Wszystkim tym, którzy cenią sobie spokój, kochają naturę, lubią dobrą zabawę i mają poczucie humoru polecam zaznaczyć to niezwykłe miejsce na swoich mapach - http://www.rejrat.eu/. Nie byłbym sobą gdybym nie wspomniał o prawdziwie domowej kuchni - bez zupełnej ściemy! Od ciepłej bułki, zupy czy kotleta   czuć było, że do przygotowania posiłków wykorzystuje się nie tylko dobrej jakości produkty ale i wkłada serce!  Polecam!


Siedziałbym dłużej Pod Bocianim Gniazdem ale obowiązki w pracy "wezwały" mnie do domu szybciej niż się spodziewałem, jak śpiewała Anna Jantar " nic nie może przecież wiecznie trwać" a tymczasem zapraszam do galerii Polska.




Więcej zdjęć na  http://www.arielovka.pl/?p=1044  Galeria - Polska zapraszam :) 

czwartek, 16 sierpnia 2012

Nie chcę ale muszę...

▶ **Zadania**
A. Co według tekstu o pobycie Pod Bocianim Gniazdem wezwało do domu szybciej, niż się spodziewano?
B. Powiel fragment tekstu o pobycie Pod Bocianim Gniazdem: zacznij od słów „Wszystkim tym, którzy”, a skończ po słowach „chcę ale muszę...”.
C. Podejmij tekst o pobycie Pod Bocianim Gniazdem i pisz dalej od miejsca, w którym się kończy.

▶ **Przedstawiony materiał**
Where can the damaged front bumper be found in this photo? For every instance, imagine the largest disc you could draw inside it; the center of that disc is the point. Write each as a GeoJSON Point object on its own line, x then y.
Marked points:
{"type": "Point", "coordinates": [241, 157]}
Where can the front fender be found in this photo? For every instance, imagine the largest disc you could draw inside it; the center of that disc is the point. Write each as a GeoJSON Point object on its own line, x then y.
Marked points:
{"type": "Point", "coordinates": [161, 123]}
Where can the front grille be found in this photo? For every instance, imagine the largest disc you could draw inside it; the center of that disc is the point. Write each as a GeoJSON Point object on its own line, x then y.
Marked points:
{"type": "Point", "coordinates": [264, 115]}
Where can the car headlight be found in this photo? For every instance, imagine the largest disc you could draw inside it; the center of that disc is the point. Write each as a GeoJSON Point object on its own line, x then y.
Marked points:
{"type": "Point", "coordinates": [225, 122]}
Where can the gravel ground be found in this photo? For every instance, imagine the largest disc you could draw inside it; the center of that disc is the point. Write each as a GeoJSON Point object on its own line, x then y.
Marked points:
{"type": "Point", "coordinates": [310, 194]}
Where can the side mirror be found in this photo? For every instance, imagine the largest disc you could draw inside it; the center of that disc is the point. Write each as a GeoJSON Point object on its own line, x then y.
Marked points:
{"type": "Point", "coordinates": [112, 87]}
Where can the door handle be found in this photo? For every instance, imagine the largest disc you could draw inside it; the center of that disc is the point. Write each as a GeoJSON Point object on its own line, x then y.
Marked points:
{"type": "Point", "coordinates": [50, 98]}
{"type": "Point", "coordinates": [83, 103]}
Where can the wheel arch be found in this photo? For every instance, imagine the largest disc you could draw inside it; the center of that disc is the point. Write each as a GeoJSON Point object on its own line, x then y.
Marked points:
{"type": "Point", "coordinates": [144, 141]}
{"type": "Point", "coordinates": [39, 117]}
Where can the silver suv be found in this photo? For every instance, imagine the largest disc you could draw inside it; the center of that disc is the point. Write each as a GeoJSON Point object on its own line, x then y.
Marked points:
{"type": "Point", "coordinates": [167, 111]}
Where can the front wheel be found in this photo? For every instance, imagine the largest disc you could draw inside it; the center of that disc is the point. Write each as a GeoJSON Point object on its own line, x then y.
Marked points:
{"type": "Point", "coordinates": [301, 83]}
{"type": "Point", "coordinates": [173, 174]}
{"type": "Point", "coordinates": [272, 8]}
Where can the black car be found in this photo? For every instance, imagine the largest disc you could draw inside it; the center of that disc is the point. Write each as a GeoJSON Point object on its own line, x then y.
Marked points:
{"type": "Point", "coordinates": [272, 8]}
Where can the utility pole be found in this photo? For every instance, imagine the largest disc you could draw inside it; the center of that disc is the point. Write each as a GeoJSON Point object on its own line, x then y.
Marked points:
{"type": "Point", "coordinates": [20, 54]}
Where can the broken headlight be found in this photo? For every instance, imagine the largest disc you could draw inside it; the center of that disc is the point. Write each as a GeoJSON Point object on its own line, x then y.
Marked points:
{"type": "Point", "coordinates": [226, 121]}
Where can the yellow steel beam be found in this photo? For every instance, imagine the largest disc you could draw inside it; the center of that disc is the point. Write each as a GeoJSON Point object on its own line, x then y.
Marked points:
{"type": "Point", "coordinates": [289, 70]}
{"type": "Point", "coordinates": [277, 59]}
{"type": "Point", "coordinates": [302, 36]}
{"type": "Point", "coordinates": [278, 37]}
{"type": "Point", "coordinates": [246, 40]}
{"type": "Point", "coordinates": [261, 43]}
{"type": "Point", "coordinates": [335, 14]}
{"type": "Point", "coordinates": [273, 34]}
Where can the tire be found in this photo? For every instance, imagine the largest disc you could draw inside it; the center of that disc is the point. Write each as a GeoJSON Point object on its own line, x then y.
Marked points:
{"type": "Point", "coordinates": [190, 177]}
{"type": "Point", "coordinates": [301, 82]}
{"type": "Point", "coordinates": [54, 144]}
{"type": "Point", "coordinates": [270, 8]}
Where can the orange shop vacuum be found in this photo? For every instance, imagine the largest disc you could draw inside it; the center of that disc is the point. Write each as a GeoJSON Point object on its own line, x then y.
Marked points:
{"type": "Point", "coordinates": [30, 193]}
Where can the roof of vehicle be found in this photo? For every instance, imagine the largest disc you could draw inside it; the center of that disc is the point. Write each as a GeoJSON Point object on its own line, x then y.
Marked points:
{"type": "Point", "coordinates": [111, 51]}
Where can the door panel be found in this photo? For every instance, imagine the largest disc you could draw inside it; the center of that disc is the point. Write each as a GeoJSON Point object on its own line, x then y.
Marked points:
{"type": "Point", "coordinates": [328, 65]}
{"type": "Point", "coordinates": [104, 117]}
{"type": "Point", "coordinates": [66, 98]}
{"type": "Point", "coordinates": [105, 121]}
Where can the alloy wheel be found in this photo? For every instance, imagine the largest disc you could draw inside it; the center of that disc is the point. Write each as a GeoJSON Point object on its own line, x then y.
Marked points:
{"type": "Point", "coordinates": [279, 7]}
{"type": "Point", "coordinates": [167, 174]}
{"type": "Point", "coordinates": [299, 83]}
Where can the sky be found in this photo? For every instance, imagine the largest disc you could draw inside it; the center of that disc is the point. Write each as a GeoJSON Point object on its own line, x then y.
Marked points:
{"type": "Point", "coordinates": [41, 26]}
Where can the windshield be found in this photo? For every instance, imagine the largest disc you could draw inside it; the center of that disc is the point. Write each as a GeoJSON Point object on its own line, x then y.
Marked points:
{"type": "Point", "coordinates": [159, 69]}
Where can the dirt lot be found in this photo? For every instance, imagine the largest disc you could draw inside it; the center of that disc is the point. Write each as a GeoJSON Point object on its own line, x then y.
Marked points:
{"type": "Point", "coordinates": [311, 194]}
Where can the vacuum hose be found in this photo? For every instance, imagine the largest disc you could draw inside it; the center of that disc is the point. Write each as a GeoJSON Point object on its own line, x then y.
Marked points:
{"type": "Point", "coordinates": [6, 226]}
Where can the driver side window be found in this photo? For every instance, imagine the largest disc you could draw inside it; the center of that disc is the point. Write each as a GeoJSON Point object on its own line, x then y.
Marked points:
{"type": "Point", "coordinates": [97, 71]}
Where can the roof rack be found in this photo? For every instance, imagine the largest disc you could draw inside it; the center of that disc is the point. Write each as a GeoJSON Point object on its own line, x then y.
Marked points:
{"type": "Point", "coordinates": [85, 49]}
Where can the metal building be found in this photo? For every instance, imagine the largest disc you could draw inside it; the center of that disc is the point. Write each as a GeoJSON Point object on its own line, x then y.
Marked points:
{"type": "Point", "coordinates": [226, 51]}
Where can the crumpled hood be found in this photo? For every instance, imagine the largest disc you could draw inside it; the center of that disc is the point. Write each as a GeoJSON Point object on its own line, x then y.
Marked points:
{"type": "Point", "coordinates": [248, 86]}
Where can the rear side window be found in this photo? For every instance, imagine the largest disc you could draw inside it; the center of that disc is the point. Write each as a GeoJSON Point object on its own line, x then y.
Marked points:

▶ **Ostateczne odpowiedzi**
A. Obowiązki w pracy.

B.
Wszystkim tym, którzy cenią sobie spokój, kochają naturę, lubią dobrą zabawę i mają poczucie humoru polecam zaznaczyć to niezwykłe miejsce na swoich mapach - http://www.rejrat.eu/. Nie byłbym sobą gdybym nie wspomniał o prawdziwie domowej kuchni - bez zupełnej ściemy! Od ciepłej bułki, zupy czy kotleta   czuć było, że do przygotowania posiłków wykorzystuje się nie tylko dobrej jakości produkty ale i wkłada serce!  Polecam!


Siedziałbym dłużej Pod Bocianim Gniazdem ale obowiązki w pracy "wezwały" mnie do domu szybciej niż się spodziewałem, jak śpiewała Anna Jantar " nic nie może przecież wiecznie trwać" a tymczasem zapraszam do galerii Polska.




Więcej zdjęć na  http://www.arielovka.pl/?p=1044  Galeria - Polska zapraszam :) 

czwartek, 16 sierpnia 2012

Nie chcę ale muszę...

C.
Jak głos z anielskiej trąbki dotarła do mnie wiadomość z Polski, że osoba zajmująca się moim czworonożnym przyjacielem jest poważnie chora i nie może sprawować dalszej opieki. Próbowałem znaleźć zastępstwo ale moje próby zakończyły się niepowodzeniem. W zaistniałej sytuacji nie miałem wyboru, podjąłem decyzję o powrocie do Polski. Nie zacząłem jeszcze na dobre mojej podróży a tu już powrót...bywa :( Największym problemem we wszystkim okazały się bilety lotnicze Peru - Europa, dzięki niezwykłej pomocy pracowników biura e-SKY mój powrót nie zamienił się w koszmar. Dzięki! :)
Czy byłem wściekły i rozgoryczony tak, czy chciałem zostać dłużej - tak! W takich sytuacjach nie ma sensu walka z samym sobą. Zrozumiałem, że muszę zaakceptować stan sprawy w takiej a nie innej formie. Walczyłem ze sobą ale po kilku godzinach rejsu statkiem zrozumiałem, że tak miało być, a do Peru zawsze przecież można wrócić. Przerywanie podróży, na którą w ostatnich miesiącach wydałem sporo $ większość uzna za małe szaleństwo ale zawsze, nawet w najgorszym położeniu szukam pozytywnych stron wydarzeń. Cieszyłem się, że zahaczę o polskie lato, nacieszę się niebem i zapachem ziemi. Spotkam dawno niewidzianych kolegów i przyjaciół.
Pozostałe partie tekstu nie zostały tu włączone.